Thursday, January 12, 2012
8:00 a.m. – 2:00 p.m.
Clayton Hall, Newark, DE
This free symposium is open to the entire Delaware environmental
research community.
The program will focus on introducing faculty who are new to the
University of Delaware and DENIN.
Agenda
8:00 – 8:30 Registration and continental breakfast
8:30 – 8:45 Opening remarks — Don Sparks and Provost Tom Apple
8:45 – 10:05 Research presentations by new "environmental cluster hire" faculty:
Angelia Seyfferth, Plant & Soil Sciences
Rodrigo Vargas, Plant & Soil Sciences
Cristina Archer, Marine Science & Policy
Andrea Sarzynski, Public Policy & Administration
10:05 – 10:30 Networking break
10:30 – 11:15 Keynote speaker — "What's Gotten Into Us: Staying Healthy in a Toxic World,"
McKay jenkins (pictured)
11:15 – 12:15 Panel discussion:
"Getting to Know You: Why Environmental Scientists, Humanists, and Social Scientists Need Each Other and How
They Can Join Forces to Save the Planet," moderated by Tom Powers, Center for Science, Ethics and Public Policy. Panelists include:
McKay Jenkins, English
Adam Rome, History
Victor Perez, Sociology
Andrea Sarzynski, Public Policy & Administration
Holly Michael, Geological Sciences
12:30 – 2:00 Lunch and poster session
All DENIN-affiliated faculty and students are welcome to submit a research poster for the poster session. Please indicate the title of your poster on the registration form.
Register using the online form by Friday, January 6, 2012.
For more information, contact Amy Broadhurst at als@udel.edu or 302-831-4335.
About McKay Jenkins
McKay Jenkins has been writing about people and the natural world for 25 years. He is the author of What’s Gotten Into Us: Staying Healthy in a Toxic World (Random House, 2011), which chronicles his investigation into the myriad synthetic chemicals we encounter in our daily lives, and the growing body of evidence about the harm these chemicals do to our bodies and the environment.
His other books include Bloody Falls of the Coppermine: Madness and Murder in the Arctic Barren Lands (Random House, 2005), the true tale of a pair of French Catholic missionaries who were murdered in the Arctic by a pair of Inuit hunters, and the trial and troubling cultural consequencs of this strange and fascinating event. His book The Last Ridge: The Epic Story of the U.S. Army’s 10th Mountain Division and the Assault on Hitler’s Europe (Random House, 2003) tells the story of America’s most famous mountain soldiers. It recounts the division’s exploits training at high altitudes in Colorado and its heroic missions in the mountains of Italy during World War Two.
——————————
▸ **WORK TASK 1**: Repeat the symposium announcement starting at "11:15 – 12:15" and ending at "the registration form.", substituting "poster showcase" for "poster session".
▸ **WORK TASK 2**: Write the next part of the symposium announcement, picking up after its last sentence.

▸ **RECORDED DATA**:
——————————
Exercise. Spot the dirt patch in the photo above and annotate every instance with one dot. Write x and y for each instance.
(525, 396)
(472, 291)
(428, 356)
——————————
▸ **WRITTEN RESPONSE 1**:
11:15 – 12:15 Panel discussion:
"Getting to Know You: Why Environmental Scientists, Humanists, and Social Scientists Need Each Other and How
They Can Join Forces to Save the Planet," moderated by Tom Powers, Center for Science, Ethics and Public Policy. Panelists include:
McKay Jenkins, English
Adam Rome, History
Victor Perez, Sociology
Andrea Sarzynski, Public Policy & Administration
Holly Michael, Geological Sciences
12:30 – 2:00 Lunch and poster showcase
All DENIN-affiliated faculty and students are welcome to submit a research poster for the poster showcase. Please indicate the title of your poster on the registration form.

▸ **WRITTEN RESPONSE 2**:
The White Death: Tragedy and Heroism in an Avalanche Zone (Random House, 2000) is the true story of five young mountaineers who, after setting out to make the first winter ascent of the highest peak in Montana’s Glacier National Park, were killed in a massive avalanche that led to one of the country’s largest search and rescue missions. The South in Black and White: Race, Sex, and Literature in the 1940s (Univ. of North Carolina Press, 1999) explores the influence of racial history and sexual mores on the literature of the American South in the decades immediately preceding the Civil Rights Movement.
Jenkins is also the editor of The Peter Matthiessen Reader (Vintage, 2000), an anthology of the American nature writer’s finest and most enduring nonfiction work.
Jenkins holds degrees from Amherst, Columbia’s Graduate School of Journalism, and Princeton, where he received a Ph.D. in English. A former staff writer for the Atlanta Constitution, he has also written for Outside, Orion, The New Republic, and many other publications. Jenkins is currently the Cornelius Tilghman Professor of English and Director of Journalism at the University of Delaware, where he has won the Excellence in Teaching Award.